El genoma no es una mercancía, por José María Mendiluce
Casi tres siglos de ilustración y derechos humanos habrían sido borrados del mapa por una decisión administrativa de un organismo burocrático. Una nueva forma de esclavitud biotecnológica nos acecha en el horizonte de nuestra cultura moral y política
La reciente decisión de la Oficina Europea de Patentes (OEP), con sede en Munich, de revocar la autorización y registro de una patente sobre células del organismo humano presentada por la Universidad de Edimburgo, que esta misma oficina concedió en 1999, marca un saludable punto de retorno a la legalidad de la Unión Europea y fija unos mínimos límites bioéticos al desarrollo de la biotecnología. De no haber sido así, estaríamos ante una claro incumplimiento de la directiva sobre biopatentes aprobada también en 1999 y que establece 'la prohibición de patentar la totalidad o partes del organismo humano'. También se habrían incumplido convenios y declaraciones internacionales sobre el genoma humano. Por últim! o, todas estas ilegalidades e incumplimientos no habrían hecho sino poner de manifiesto la desmesurada autonomía de algunas instituciones comunitarias como la misma OEP o el Banco Europeo, que funcionan sin control político alguno, tomando decisiones que contravienen directamente la legalidad y las decisiones del Parlamento Europeo. Y que contribuyen de esta manera al aumento de los déficits democráticos que lastran la construcción europea. Pero por encima de todas estas consideraciones de orden legal o político hay una dimensión que sobresale en todo este problema: la dimensión bioética. Estamos hablando de cual es hoy la dignidad del cuerpo y de la vida humana. Las biopatentes sobre todo o partes del cuerpo humano son la última frontera de la privatización de la vida. La gestión y la dirección privada y capitalista (mercantilista) del enorme poder de transformación que alumbra la biotecnología constituye una grave irresponsabilidad que puede tener consecuencias nefastas de! las que ojalá no tengamos que lamentarnos.
De haberse consolidado el registro de la patente propuesta por la Universidad de Edimburgo, el cuerpo y el organismo humanos podrían ser considerados una mercancía en manos de un propietario. Esto supondría rebajar la dignidad del cuerpo a la de la cosa útil. El viejo mandato del imperativo categórico kantiano habría perdido toda validez (no tratar nunca al otro como medio, sino como fin en sí mismo). Casi tres siglos de ilustración y derechos humanos habrían sido borrados del mapa por una decisión administrativa de un organismo burocrático. Una nueva forma de esclavitud biotecnológica nos acecha en el horizonte de nuestra cultura moral y política.

#### [INSTRUCCIONES DE TRABAJO]
#1 Responde a estas preguntas sobre el artículo sobre el genoma:
(a) ¿En qué ciudad tiene su sede la Oficina Europea de Patentes?
(b) ¿Qué establece la directiva sobre biopatentes aprobada en 1999?
(c) ¿A qué quedaría rebajada la dignidad del cuerpo si se hubiera consolidado el registro de la patente?
#2 Transcribe sin cambios el tramo del artículo sobre el genoma que va desde "De haberse consolidado" hasta "moral y política.".
Los datos que vienen a continuación son un material aparte del texto.

#### [DATOS SUMINISTRADOS]

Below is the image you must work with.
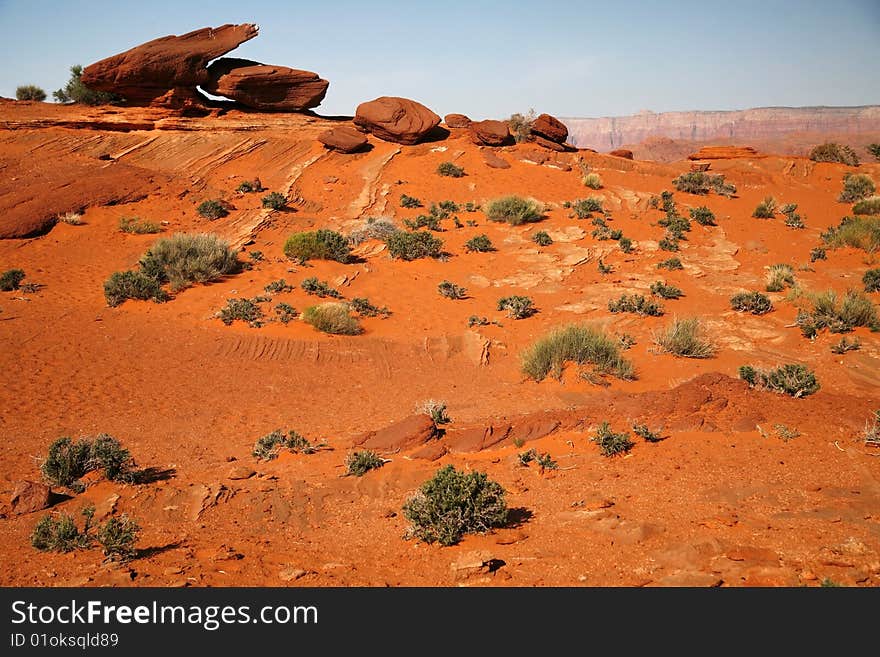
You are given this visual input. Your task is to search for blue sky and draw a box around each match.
[0,0,880,118]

#### [RESPUESTAS NUMERADAS]
#1
(a) En Munich.
(b) La prohibición de patentar la totalidad o partes del organismo humano.
(c) A la de la cosa útil.

#2
De haberse consolidado el registro de la patente propuesta por la Universidad de Edimburgo, el cuerpo y el organismo humanos podrían ser considerados una mercancía en manos de un propietario. Esto supondría rebajar la dignidad del cuerpo a la de la cosa útil. El viejo mandato del imperativo categórico kantiano habría perdido toda validez (no tratar nunca al otro como medio, sino como fin en sí mismo). Casi tres siglos de ilustración y derechos humanos habrían sido borrados del mapa por una decisión administrativa de un organismo burocrático. Una nueva forma de esclavitud biotecnológica nos acecha en el horizonte de nuestra cultura moral y política.